Slovenia’s road to the EU
Slovenia has always been the most prosperous republic of former Yugoslavia. It has also emerged virtually unscathed from its 10 day war for independence in 1991. On 1 May 2004 it became a member of the EU and has already reached about 80 percent of the average GDP per capita of the EU-27, ahead of Portugal and all other new members from Central and Eastern Europe.
Slovenia started from a good position compared to other Western Balkan and even other Central and East European states. However, the process of EU accession has also played a major part in Slovenia’s internal transformation during the past 15 years.
There are interesting lessons from Slovenia also because it shares an institutional heritage with other Yugoslav successor states. Not everything went smoothly. At first it took Slovenia longer than any of the other new Central European EU members to sign its association agreement. Its gradual approach to transition to a market economy was also criticized by many outsiders.
However, looking back at the past two decades, it is hard not to consider Slovenia one of the outstanding examples of successful Europeanisation and reform. In 2008 Slovenia is also the first of the new EU member states to take over the EU Presidency.
Already in 1989, before the breakup of Socialist Yugoslavia, Slovenia adopted a political and economic programme called “Europe 1992 ” and started to conduct studies on how to prepare for new relations with Europe.
After independence, Slovenia was allowed to a large extent to rely on the privileges, including preferential access to EC markets, of the EC-Yugoslavia co-operation agreement from 1980. A co-operation agreement between Slovenia and the EU was concluded in April 1993.

Data for processing:

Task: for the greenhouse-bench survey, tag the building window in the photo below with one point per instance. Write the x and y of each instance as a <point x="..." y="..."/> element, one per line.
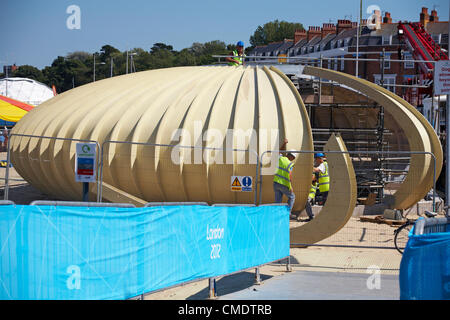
<point x="387" y="40"/>
<point x="408" y="56"/>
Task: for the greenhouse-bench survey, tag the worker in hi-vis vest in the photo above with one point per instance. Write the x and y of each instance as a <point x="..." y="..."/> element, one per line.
<point x="238" y="55"/>
<point x="282" y="178"/>
<point x="321" y="167"/>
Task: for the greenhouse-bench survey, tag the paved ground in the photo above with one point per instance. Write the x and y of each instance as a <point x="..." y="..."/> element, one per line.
<point x="317" y="272"/>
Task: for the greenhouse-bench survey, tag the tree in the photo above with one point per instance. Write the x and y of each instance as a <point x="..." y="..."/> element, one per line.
<point x="29" y="72"/>
<point x="274" y="31"/>
<point x="107" y="51"/>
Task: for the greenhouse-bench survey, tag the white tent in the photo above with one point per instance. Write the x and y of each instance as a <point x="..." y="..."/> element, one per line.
<point x="25" y="90"/>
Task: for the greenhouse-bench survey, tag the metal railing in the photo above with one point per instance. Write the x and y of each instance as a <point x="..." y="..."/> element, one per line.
<point x="8" y="154"/>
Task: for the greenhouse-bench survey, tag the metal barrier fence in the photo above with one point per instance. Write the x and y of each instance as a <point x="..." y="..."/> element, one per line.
<point x="145" y="156"/>
<point x="357" y="233"/>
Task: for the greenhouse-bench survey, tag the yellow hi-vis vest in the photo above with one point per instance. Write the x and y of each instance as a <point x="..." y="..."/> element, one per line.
<point x="282" y="175"/>
<point x="237" y="58"/>
<point x="324" y="179"/>
<point x="312" y="191"/>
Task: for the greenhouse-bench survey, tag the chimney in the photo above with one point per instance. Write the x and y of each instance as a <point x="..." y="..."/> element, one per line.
<point x="343" y="25"/>
<point x="299" y="35"/>
<point x="434" y="17"/>
<point x="424" y="16"/>
<point x="328" y="28"/>
<point x="312" y="32"/>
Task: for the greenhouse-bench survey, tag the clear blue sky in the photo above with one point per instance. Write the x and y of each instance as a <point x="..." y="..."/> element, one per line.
<point x="34" y="32"/>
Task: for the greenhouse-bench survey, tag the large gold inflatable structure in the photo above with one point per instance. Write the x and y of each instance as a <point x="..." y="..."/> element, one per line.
<point x="250" y="109"/>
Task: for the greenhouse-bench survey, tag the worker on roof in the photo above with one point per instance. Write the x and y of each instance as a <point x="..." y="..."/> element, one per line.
<point x="283" y="177"/>
<point x="238" y="55"/>
<point x="321" y="167"/>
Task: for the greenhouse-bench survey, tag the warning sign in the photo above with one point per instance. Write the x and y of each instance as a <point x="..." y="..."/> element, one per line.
<point x="85" y="162"/>
<point x="241" y="183"/>
<point x="442" y="77"/>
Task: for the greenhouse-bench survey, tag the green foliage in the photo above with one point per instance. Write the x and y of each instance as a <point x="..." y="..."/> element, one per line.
<point x="274" y="31"/>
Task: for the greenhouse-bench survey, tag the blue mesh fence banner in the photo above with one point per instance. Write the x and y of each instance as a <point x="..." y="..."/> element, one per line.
<point x="58" y="252"/>
<point x="425" y="267"/>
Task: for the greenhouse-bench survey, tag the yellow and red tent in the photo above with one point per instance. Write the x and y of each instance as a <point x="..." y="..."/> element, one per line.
<point x="12" y="110"/>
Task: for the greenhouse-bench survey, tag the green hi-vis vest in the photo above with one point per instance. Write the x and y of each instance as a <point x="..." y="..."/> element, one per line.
<point x="237" y="58"/>
<point x="312" y="191"/>
<point x="324" y="179"/>
<point x="282" y="174"/>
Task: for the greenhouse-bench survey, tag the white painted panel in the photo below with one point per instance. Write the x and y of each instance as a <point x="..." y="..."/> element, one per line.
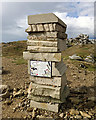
<point x="39" y="68"/>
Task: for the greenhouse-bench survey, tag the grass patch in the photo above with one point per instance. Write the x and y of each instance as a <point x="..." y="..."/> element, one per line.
<point x="13" y="48"/>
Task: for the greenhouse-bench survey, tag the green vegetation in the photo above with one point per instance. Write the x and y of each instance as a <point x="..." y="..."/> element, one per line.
<point x="15" y="51"/>
<point x="19" y="61"/>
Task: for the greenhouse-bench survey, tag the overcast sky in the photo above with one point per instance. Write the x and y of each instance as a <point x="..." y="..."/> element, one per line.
<point x="79" y="17"/>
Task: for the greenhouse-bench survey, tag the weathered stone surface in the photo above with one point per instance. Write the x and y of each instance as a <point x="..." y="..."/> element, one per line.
<point x="41" y="98"/>
<point x="46" y="27"/>
<point x="42" y="49"/>
<point x="54" y="81"/>
<point x="44" y="18"/>
<point x="42" y="56"/>
<point x="58" y="71"/>
<point x="44" y="90"/>
<point x="51" y="27"/>
<point x="58" y="27"/>
<point x="60" y="44"/>
<point x="58" y="68"/>
<point x="45" y="35"/>
<point x="46" y="106"/>
<point x="29" y="29"/>
<point x="4" y="91"/>
<point x="34" y="28"/>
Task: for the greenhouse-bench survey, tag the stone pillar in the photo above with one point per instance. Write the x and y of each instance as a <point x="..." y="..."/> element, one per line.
<point x="46" y="40"/>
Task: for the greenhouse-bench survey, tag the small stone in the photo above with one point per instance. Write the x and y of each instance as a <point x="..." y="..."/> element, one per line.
<point x="84" y="114"/>
<point x="75" y="100"/>
<point x="33" y="113"/>
<point x="74" y="112"/>
<point x="8" y="102"/>
<point x="29" y="109"/>
<point x="78" y="116"/>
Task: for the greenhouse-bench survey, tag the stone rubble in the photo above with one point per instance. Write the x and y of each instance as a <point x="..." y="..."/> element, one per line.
<point x="46" y="41"/>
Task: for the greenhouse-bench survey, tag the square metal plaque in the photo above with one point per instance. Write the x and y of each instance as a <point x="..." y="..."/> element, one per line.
<point x="39" y="68"/>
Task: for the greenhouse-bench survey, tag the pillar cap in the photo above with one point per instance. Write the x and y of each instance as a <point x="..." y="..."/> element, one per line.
<point x="45" y="18"/>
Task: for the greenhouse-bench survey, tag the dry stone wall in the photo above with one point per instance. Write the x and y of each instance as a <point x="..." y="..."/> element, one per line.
<point x="46" y="41"/>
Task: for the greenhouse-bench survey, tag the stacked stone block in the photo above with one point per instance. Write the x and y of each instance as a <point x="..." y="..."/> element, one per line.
<point x="46" y="41"/>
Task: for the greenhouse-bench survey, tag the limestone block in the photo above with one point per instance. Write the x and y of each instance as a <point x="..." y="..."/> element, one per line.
<point x="40" y="27"/>
<point x="46" y="27"/>
<point x="46" y="106"/>
<point x="61" y="45"/>
<point x="44" y="90"/>
<point x="47" y="99"/>
<point x="42" y="56"/>
<point x="45" y="18"/>
<point x="42" y="49"/>
<point x="42" y="43"/>
<point x="34" y="28"/>
<point x="54" y="81"/>
<point x="58" y="27"/>
<point x="29" y="29"/>
<point x="58" y="69"/>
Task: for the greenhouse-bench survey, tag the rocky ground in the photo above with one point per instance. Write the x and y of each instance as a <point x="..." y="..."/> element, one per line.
<point x="79" y="105"/>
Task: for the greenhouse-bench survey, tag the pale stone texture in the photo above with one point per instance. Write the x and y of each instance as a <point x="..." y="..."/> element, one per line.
<point x="46" y="27"/>
<point x="44" y="90"/>
<point x="58" y="68"/>
<point x="42" y="43"/>
<point x="46" y="40"/>
<point x="42" y="56"/>
<point x="60" y="45"/>
<point x="54" y="81"/>
<point x="41" y="98"/>
<point x="45" y="99"/>
<point x="46" y="106"/>
<point x="42" y="49"/>
<point x="34" y="28"/>
<point x="29" y="29"/>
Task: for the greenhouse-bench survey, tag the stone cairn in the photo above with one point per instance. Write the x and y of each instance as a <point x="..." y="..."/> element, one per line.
<point x="46" y="41"/>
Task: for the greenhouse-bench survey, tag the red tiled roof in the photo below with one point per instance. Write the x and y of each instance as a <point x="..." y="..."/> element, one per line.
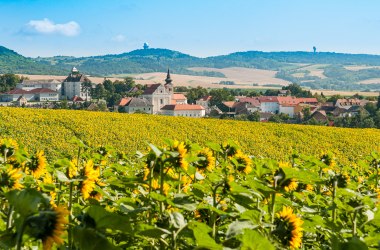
<point x="205" y="98"/>
<point x="229" y="104"/>
<point x="151" y="88"/>
<point x="179" y="97"/>
<point x="182" y="107"/>
<point x="307" y="100"/>
<point x="124" y="101"/>
<point x="42" y="90"/>
<point x="17" y="92"/>
<point x="77" y="99"/>
<point x="250" y="100"/>
<point x="268" y="98"/>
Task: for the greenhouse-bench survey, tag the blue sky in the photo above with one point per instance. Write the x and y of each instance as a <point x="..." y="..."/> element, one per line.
<point x="197" y="27"/>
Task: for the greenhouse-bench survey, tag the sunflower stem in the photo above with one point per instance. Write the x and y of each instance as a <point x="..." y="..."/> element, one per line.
<point x="70" y="219"/>
<point x="9" y="217"/>
<point x="354" y="224"/>
<point x="335" y="183"/>
<point x="19" y="235"/>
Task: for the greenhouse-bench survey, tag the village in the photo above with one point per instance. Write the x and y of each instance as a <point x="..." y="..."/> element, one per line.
<point x="161" y="99"/>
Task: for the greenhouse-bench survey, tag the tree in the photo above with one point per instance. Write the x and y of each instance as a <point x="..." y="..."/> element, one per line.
<point x="9" y="82"/>
<point x="87" y="89"/>
<point x="194" y="94"/>
<point x="219" y="96"/>
<point x="254" y="117"/>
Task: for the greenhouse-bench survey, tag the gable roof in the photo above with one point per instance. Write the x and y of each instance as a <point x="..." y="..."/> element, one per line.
<point x="77" y="78"/>
<point x="124" y="101"/>
<point x="138" y="102"/>
<point x="205" y="98"/>
<point x="42" y="81"/>
<point x="42" y="90"/>
<point x="179" y="97"/>
<point x="182" y="107"/>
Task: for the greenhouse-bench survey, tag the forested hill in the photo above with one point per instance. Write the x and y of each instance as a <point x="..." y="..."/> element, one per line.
<point x="158" y="60"/>
<point x="12" y="62"/>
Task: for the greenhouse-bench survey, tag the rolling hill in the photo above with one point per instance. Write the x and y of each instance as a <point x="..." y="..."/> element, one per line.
<point x="321" y="70"/>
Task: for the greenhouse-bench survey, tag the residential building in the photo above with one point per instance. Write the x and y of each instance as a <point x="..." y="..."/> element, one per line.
<point x="76" y="84"/>
<point x="159" y="95"/>
<point x="139" y="105"/>
<point x="186" y="110"/>
<point x="52" y="84"/>
<point x="39" y="94"/>
<point x="178" y="98"/>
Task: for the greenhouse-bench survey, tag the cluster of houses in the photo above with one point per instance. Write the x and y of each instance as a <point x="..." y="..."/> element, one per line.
<point x="294" y="107"/>
<point x="49" y="90"/>
<point x="161" y="99"/>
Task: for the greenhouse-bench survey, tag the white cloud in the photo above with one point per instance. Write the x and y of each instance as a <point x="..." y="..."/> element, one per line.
<point x="118" y="38"/>
<point x="46" y="26"/>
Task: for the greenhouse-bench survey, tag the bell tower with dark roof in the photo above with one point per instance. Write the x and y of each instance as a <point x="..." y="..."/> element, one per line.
<point x="168" y="83"/>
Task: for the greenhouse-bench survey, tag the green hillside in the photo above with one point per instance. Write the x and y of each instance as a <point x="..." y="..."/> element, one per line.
<point x="11" y="62"/>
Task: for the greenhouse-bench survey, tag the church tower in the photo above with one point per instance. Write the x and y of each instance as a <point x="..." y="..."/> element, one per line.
<point x="168" y="83"/>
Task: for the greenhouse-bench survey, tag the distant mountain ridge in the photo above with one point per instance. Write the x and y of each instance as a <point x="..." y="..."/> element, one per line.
<point x="158" y="60"/>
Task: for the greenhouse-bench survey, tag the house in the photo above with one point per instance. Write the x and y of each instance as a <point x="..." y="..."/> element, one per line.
<point x="76" y="84"/>
<point x="39" y="94"/>
<point x="121" y="103"/>
<point x="347" y="103"/>
<point x="138" y="105"/>
<point x="320" y="116"/>
<point x="159" y="95"/>
<point x="187" y="110"/>
<point x="204" y="101"/>
<point x="179" y="99"/>
<point x="269" y="104"/>
<point x="36" y="84"/>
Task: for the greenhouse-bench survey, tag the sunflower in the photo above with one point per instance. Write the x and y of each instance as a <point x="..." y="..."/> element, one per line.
<point x="38" y="164"/>
<point x="206" y="161"/>
<point x="91" y="176"/>
<point x="72" y="170"/>
<point x="244" y="162"/>
<point x="288" y="228"/>
<point x="11" y="178"/>
<point x="8" y="147"/>
<point x="49" y="225"/>
<point x="290" y="185"/>
<point x="180" y="147"/>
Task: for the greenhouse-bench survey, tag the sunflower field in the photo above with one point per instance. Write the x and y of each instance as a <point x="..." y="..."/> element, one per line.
<point x="182" y="195"/>
<point x="51" y="131"/>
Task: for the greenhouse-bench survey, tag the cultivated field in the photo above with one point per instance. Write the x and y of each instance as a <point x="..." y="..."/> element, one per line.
<point x="52" y="130"/>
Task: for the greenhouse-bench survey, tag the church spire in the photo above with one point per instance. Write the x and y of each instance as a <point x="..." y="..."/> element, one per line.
<point x="168" y="80"/>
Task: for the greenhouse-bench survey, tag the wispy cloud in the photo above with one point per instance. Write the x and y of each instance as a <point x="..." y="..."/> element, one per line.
<point x="118" y="38"/>
<point x="45" y="26"/>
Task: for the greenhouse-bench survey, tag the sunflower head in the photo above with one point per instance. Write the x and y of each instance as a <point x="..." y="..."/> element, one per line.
<point x="37" y="165"/>
<point x="10" y="178"/>
<point x="288" y="228"/>
<point x="289" y="185"/>
<point x="244" y="163"/>
<point x="48" y="226"/>
<point x="206" y="160"/>
<point x="8" y="147"/>
<point x="328" y="159"/>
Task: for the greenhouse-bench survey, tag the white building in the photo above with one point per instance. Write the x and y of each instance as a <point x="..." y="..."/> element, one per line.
<point x="39" y="95"/>
<point x="73" y="86"/>
<point x="159" y="95"/>
<point x="54" y="85"/>
<point x="186" y="110"/>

Given instruction A: Quote the passage on Slovenia's road to the EU word for word, starting with "Slovenia started from" and going on through "past 15 years.".
Given instruction B: Gather every line of the listing that contains the string "white". Case counts, so an uppercase letter does not match a lowercase one.

Full response A:
Slovenia started from a good position compared to other Western Balkan and even other Central and East European states. However, the process of EU accession has also played a major part in Slovenia’s internal transformation during the past 15 years.

Full response B:
Task: for the greenhouse-bench survey, tag the white tent in the photo above with one point per instance. Write the x and y of each instance as a <point x="..." y="..."/> element, one per line.
Task: for the greenhouse-bench survey, tag the white painted panel in the photo below with one point per instance. Write the x and y of each instance as a <point x="..." y="..."/> element, one per line.
Task: for the greenhouse-bench survey, tag the white cloud in the photo above with one point per instance. Write the x and y of each instance as a <point x="..." y="..."/> element, one per line.
Task: for the greenhouse-bench survey, tag the white building in the photo above with one point per instance. Write the x and y of each instance as a <point x="..." y="..."/> element, one per line.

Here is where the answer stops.